## INPUT MATERIAL
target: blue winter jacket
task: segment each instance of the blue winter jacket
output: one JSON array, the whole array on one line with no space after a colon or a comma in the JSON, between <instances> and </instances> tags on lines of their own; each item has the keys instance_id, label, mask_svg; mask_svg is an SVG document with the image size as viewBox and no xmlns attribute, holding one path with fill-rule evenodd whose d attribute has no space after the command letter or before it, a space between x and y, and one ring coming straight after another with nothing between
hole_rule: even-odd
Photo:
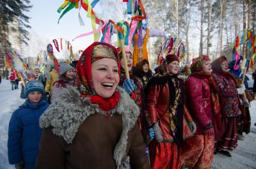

## DIRECTIVE
Can you copy, character for character, the lines from the first one through the line containing "task: segment each", with both ends included?

## SOLUTION TO THE PROBLEM
target: blue winter jacket
task: segment each instance of the blue winter jacket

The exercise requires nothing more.